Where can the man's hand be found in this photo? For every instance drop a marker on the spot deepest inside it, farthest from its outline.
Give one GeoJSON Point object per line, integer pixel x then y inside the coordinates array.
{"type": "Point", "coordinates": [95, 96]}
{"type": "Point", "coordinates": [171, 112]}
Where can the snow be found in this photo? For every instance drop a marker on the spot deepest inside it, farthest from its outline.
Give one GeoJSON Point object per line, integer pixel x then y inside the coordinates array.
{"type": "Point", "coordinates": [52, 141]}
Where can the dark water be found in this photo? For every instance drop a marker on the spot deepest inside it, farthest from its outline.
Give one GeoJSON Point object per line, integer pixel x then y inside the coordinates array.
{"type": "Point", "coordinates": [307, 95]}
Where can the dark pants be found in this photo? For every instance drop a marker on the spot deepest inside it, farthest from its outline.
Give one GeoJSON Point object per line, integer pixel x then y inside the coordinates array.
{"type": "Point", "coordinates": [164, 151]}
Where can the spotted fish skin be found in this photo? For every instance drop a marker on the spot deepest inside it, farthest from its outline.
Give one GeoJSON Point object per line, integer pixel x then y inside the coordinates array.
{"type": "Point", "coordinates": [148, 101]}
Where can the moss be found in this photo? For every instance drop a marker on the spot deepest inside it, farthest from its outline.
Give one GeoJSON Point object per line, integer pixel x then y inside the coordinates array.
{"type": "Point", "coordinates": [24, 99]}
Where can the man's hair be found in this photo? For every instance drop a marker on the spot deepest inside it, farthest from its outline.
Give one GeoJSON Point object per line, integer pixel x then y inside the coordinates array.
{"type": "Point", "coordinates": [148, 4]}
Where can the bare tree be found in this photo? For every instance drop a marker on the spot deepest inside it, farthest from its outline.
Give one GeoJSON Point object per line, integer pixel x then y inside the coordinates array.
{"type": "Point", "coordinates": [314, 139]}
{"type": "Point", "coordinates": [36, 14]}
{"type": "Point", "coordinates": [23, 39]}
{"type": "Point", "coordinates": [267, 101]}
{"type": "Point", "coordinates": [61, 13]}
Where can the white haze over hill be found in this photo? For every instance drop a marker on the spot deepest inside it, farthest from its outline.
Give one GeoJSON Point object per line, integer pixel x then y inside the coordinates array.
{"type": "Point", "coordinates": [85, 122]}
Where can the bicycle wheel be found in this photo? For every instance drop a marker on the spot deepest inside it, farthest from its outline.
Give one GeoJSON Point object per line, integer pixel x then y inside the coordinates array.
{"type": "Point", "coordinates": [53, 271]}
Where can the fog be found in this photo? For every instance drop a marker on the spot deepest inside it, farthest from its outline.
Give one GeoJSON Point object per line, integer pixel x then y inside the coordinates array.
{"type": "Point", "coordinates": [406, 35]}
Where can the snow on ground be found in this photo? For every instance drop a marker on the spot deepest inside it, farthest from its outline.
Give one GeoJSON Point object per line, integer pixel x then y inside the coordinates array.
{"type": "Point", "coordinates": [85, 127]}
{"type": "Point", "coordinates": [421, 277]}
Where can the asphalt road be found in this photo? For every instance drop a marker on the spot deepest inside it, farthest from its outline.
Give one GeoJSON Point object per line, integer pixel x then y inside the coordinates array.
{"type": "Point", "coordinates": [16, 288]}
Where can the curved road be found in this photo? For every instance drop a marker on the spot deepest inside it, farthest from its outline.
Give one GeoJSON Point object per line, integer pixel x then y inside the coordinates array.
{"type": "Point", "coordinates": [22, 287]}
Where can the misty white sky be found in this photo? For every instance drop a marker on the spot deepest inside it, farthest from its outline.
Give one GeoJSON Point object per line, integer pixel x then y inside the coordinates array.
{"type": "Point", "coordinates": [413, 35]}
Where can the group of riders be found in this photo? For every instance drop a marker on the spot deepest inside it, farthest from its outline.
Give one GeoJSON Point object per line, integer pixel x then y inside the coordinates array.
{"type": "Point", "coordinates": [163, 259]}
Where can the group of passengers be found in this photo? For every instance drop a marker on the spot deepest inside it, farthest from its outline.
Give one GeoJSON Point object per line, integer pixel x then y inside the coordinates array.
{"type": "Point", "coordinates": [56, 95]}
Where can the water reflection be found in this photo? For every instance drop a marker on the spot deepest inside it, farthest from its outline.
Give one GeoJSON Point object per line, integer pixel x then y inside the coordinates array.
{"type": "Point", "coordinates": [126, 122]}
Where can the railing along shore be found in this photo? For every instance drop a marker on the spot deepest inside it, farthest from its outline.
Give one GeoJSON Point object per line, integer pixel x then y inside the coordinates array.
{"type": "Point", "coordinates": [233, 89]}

* **What the exercise asks**:
The answer must contain every line of the material, unchanged.

* **Answer section**:
Where can the man's hand be found in this photo? For every instance drop a marker on the spot deepest inside it, farthest from its outline.
Give one GeoJSON Point object per line, integer pixel x then y inside the coordinates array.
{"type": "Point", "coordinates": [95, 96]}
{"type": "Point", "coordinates": [171, 112]}
Where can the snow be found in this photo? For every instance drop a marker on the spot deepest inside it, farthest from its outline.
Give one GeoJSON Point object per line, integer pixel x then y inside the coordinates array.
{"type": "Point", "coordinates": [52, 141]}
Where can the dark water be found in this photo? For every instance drop a marker on the spot deepest inside it, farthest from its outline.
Give one GeoJSON Point object per line, integer pixel x then y inside the coordinates array.
{"type": "Point", "coordinates": [307, 95]}
Where can the dark pants be found in this photo? For every instance drop a marker on the spot deepest inside it, farthest from its outline.
Give one GeoJSON Point object per line, integer pixel x then y inside the coordinates array.
{"type": "Point", "coordinates": [164, 151]}
Where can the spotted fish skin be found in this photo? For every instance drop a marker on the spot deepest inside it, farthest from its outline.
Give one GeoJSON Point object per line, integer pixel x then y inside the coordinates array.
{"type": "Point", "coordinates": [148, 101]}
Where can the moss be found in this photo? For every instance drop a marker on the spot deepest inside it, farthest from its outline.
Give one GeoJSON Point object per line, integer pixel x then y inside the coordinates array.
{"type": "Point", "coordinates": [24, 99]}
Where can the man's hair be found in this photo? For every instance drop a marker on the spot deepest inside it, farthest from its outline.
Give one GeoJSON Point object per line, integer pixel x then y inside the coordinates array.
{"type": "Point", "coordinates": [148, 4]}
Where can the bare tree be found in this photo? For every instance drop a marker on the spot deepest inside it, farthest from its outline.
Give one GeoJSON Point object per line, integer pixel x then y inside the coordinates array.
{"type": "Point", "coordinates": [314, 139]}
{"type": "Point", "coordinates": [36, 14]}
{"type": "Point", "coordinates": [23, 39]}
{"type": "Point", "coordinates": [267, 101]}
{"type": "Point", "coordinates": [61, 13]}
Where can the white haze over hill be found in this photo? For every instance drop a marker on the spot deepest inside it, farthest from its outline.
Give one GeoJSON Point object per line, integer pixel x then y inside the coordinates array.
{"type": "Point", "coordinates": [85, 122]}
Where can the bicycle wheel be found in this photo? For every instance drop a marker on the spot deepest inside it, farthest from its outline.
Give one GeoJSON Point object per line, integer pixel x then y inside the coordinates array.
{"type": "Point", "coordinates": [53, 271]}
Where can the fog be found in this photo? For every instance drop a marker on the spot deepest inside it, farthest from its outline.
Give one GeoJSON Point object per line, integer pixel x then y inside the coordinates array.
{"type": "Point", "coordinates": [406, 35]}
Where can the snow on ground be found in this photo? For every instance drop a marker on the spot deepest inside it, farthest from its outline.
Give one GeoJSON Point object per line, integer pixel x then y inside the coordinates array.
{"type": "Point", "coordinates": [85, 127]}
{"type": "Point", "coordinates": [421, 277]}
Where can the asphalt road be found in this photo? For every instance drop a marker on the spot deepest inside it, farthest from its outline.
Give one GeoJSON Point object per line, integer pixel x then y inside the coordinates array.
{"type": "Point", "coordinates": [16, 288]}
Where can the curved road be found in this photo? For every instance drop a marker on the spot deepest inside it, farthest from its outline.
Give one GeoJSON Point object per line, integer pixel x then y inside the coordinates array.
{"type": "Point", "coordinates": [22, 287]}
Where can the misty white sky be found in this photo? For every instance drop a marker on the spot deepest inside it, farthest from its outline.
Give one GeoJSON Point object per line, integer pixel x then y inside the coordinates array.
{"type": "Point", "coordinates": [413, 35]}
Where can the group of riders be found in this photo? For every instance drop a marker on the spot deepest inside it, farthest from its outline.
Give one GeoJSON Point object per line, integer pixel x then y inside the coordinates array.
{"type": "Point", "coordinates": [163, 259]}
Where can the group of passengers be found in this photo? For every instance drop a marker on the spot deepest inside it, farthest from its outline.
Give one GeoJSON Point object per line, integer pixel x then y inside the coordinates array.
{"type": "Point", "coordinates": [56, 95]}
Where can the water reflection be found in this photo? For every instance drop a marker on the spot deepest inside it, farthest from its outline.
Give one GeoJSON Point object per line, integer pixel x then y inside the coordinates array.
{"type": "Point", "coordinates": [126, 122]}
Where can the railing along shore be found in this photo? For every instance drop a marker on the spot deepest inside it, farthest from its outline.
Give one GeoJSON Point object per line, integer pixel x then y inside the coordinates array.
{"type": "Point", "coordinates": [233, 89]}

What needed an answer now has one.